#### Exercise description:
Recast the lines below as a two-column CSV with the headers text and answer, beginning at the line that has "Object = date text 10/02/2024" and stopping after the line that has "left=308, top=617, right=526, bottom=631". Give one row for each text and its answer, with each value in a single quoted field and line breaks replaced by spaces.

#### Exercise data:

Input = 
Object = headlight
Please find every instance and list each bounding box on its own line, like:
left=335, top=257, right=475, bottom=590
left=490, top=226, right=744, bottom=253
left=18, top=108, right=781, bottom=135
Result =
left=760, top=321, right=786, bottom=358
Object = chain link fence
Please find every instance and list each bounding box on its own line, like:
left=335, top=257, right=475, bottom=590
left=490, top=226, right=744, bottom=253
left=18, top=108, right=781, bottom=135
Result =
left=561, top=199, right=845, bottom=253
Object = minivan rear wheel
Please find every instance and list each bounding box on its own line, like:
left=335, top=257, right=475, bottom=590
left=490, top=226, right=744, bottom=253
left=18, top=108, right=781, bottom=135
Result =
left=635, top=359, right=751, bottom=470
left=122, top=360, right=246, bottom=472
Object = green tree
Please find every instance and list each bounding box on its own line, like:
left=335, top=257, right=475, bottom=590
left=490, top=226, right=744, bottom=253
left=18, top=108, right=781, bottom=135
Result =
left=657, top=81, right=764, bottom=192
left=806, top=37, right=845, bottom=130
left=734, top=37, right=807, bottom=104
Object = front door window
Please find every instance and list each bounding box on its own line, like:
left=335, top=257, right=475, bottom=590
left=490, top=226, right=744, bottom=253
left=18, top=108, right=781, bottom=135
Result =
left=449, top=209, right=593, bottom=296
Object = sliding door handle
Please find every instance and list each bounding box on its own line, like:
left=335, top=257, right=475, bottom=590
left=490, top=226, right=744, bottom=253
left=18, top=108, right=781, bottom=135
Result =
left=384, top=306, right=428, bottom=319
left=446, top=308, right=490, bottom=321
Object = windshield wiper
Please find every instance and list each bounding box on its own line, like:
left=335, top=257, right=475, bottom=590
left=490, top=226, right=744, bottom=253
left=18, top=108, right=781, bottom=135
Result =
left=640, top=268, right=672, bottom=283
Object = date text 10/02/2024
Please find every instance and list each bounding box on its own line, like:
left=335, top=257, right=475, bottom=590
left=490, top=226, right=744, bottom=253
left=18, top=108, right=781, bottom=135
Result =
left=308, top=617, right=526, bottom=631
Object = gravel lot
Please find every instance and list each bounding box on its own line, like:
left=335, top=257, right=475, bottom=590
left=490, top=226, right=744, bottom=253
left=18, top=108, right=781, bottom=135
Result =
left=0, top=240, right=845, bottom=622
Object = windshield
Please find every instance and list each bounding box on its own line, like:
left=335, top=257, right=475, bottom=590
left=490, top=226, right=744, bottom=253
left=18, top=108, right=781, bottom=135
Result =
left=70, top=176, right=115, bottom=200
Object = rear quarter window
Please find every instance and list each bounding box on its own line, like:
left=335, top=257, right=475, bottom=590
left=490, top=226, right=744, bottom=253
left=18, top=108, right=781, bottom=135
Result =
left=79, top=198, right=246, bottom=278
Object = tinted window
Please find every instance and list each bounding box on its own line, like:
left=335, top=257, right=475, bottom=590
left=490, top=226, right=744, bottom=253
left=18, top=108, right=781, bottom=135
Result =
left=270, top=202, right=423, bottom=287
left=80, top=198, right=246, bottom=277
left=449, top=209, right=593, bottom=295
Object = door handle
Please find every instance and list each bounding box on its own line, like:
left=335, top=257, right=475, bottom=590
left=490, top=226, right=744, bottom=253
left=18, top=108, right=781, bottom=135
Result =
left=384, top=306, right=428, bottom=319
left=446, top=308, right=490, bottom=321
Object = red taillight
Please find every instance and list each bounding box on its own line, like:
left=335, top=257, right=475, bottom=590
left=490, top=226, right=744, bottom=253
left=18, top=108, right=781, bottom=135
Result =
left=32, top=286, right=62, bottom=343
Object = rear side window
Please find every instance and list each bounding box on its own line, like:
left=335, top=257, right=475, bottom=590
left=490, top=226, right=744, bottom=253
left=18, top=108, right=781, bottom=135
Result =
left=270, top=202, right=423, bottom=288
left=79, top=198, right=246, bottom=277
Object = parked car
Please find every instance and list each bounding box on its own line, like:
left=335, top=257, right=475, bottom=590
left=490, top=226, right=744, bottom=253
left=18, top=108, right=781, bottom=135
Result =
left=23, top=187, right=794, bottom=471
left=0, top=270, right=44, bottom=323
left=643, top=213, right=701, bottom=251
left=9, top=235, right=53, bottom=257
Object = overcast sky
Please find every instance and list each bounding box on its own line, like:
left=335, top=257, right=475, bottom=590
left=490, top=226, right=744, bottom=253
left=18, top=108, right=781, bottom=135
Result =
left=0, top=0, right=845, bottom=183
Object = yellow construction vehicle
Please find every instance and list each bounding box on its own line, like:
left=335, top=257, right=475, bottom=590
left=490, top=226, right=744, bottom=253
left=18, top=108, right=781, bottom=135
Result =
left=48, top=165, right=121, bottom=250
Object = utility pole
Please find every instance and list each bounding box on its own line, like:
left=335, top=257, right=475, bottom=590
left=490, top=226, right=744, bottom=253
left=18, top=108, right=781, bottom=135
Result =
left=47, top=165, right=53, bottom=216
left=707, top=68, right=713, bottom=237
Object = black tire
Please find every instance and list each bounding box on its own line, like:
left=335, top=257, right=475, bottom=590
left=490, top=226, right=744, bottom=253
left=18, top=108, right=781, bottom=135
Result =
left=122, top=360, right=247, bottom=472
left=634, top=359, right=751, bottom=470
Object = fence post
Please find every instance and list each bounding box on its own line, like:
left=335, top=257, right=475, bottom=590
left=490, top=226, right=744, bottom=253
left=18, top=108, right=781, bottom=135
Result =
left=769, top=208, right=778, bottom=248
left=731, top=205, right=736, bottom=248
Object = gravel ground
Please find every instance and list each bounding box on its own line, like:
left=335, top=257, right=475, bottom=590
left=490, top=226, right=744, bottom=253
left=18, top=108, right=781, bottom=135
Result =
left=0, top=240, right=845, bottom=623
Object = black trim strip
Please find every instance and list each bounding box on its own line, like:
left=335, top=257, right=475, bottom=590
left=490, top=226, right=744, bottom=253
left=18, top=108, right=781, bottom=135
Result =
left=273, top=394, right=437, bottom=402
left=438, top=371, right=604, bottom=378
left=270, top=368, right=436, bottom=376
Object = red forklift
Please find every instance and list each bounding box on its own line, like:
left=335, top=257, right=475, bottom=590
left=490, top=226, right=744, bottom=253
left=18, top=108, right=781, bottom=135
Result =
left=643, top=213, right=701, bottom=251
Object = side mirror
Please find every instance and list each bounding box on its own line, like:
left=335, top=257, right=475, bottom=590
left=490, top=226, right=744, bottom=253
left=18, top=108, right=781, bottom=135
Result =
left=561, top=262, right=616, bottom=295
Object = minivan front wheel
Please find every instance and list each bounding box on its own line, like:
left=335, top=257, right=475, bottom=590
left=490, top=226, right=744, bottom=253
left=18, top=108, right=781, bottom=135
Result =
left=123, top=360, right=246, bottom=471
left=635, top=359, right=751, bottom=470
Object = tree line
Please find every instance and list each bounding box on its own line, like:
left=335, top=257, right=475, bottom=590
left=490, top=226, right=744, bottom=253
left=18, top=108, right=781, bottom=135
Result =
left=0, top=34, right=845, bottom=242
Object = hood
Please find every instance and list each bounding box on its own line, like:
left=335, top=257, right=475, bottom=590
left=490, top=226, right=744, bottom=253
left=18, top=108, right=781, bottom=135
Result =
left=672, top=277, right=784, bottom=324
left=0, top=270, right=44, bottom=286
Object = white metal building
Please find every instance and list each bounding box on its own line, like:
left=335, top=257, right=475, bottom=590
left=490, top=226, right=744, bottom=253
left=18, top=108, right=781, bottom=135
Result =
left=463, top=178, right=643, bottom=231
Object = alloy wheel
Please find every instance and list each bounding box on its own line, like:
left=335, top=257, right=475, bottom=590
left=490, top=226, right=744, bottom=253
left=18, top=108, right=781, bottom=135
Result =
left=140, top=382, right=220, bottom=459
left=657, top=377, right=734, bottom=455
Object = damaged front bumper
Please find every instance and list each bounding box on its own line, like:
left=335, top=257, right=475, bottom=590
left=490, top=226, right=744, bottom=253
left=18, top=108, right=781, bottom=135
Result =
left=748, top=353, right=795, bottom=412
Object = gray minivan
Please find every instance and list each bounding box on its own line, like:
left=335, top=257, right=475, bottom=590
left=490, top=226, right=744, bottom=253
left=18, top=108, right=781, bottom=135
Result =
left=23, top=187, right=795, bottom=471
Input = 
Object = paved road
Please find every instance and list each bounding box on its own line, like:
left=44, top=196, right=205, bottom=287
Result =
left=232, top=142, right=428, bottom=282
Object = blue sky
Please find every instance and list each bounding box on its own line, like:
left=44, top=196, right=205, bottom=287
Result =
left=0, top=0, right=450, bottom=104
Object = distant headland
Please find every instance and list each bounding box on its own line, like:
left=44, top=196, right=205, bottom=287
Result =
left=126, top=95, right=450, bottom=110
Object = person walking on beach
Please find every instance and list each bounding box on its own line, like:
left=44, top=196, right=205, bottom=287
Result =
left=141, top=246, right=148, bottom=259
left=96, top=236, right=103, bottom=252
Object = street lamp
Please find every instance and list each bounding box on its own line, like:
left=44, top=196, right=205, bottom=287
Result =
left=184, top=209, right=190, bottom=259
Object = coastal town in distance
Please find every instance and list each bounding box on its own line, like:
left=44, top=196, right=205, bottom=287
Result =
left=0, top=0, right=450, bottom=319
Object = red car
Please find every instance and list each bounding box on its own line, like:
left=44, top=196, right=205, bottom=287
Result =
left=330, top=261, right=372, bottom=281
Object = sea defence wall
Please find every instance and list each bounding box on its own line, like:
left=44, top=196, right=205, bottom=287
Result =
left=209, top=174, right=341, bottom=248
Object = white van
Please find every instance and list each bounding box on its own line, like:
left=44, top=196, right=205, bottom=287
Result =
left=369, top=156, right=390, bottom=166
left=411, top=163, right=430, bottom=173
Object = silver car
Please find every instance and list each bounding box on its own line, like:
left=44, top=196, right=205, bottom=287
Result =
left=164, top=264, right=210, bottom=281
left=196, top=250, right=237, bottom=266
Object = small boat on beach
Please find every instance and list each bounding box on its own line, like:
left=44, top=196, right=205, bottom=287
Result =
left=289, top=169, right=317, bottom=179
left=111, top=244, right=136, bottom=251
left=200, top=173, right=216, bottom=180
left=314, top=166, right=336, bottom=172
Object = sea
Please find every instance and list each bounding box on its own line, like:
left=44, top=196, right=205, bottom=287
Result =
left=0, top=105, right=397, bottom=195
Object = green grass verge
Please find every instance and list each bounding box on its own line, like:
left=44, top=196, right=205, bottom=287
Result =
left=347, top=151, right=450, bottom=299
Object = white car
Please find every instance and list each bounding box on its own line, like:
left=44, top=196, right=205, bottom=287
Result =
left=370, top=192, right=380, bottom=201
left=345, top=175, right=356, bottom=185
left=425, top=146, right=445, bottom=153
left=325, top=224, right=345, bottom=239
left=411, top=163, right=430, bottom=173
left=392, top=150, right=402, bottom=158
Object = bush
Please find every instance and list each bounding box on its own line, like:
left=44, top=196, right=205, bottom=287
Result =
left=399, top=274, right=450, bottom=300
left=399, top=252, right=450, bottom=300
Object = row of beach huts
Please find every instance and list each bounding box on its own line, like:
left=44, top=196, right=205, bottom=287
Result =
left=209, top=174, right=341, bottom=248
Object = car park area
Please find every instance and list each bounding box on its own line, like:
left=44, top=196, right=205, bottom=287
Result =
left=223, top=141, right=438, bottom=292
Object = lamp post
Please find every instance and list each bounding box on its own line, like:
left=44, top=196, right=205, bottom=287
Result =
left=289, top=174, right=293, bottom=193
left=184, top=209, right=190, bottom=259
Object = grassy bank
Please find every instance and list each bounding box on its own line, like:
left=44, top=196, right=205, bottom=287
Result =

#### Final result:
text,answer
"Object = date text 10/02/2024 Please find every instance and list each bounding box on its own line, like: left=335, top=257, right=475, bottom=590 left=490, top=226, right=744, bottom=253 left=18, top=108, right=781, bottom=135 Result =","left=308, top=617, right=526, bottom=631"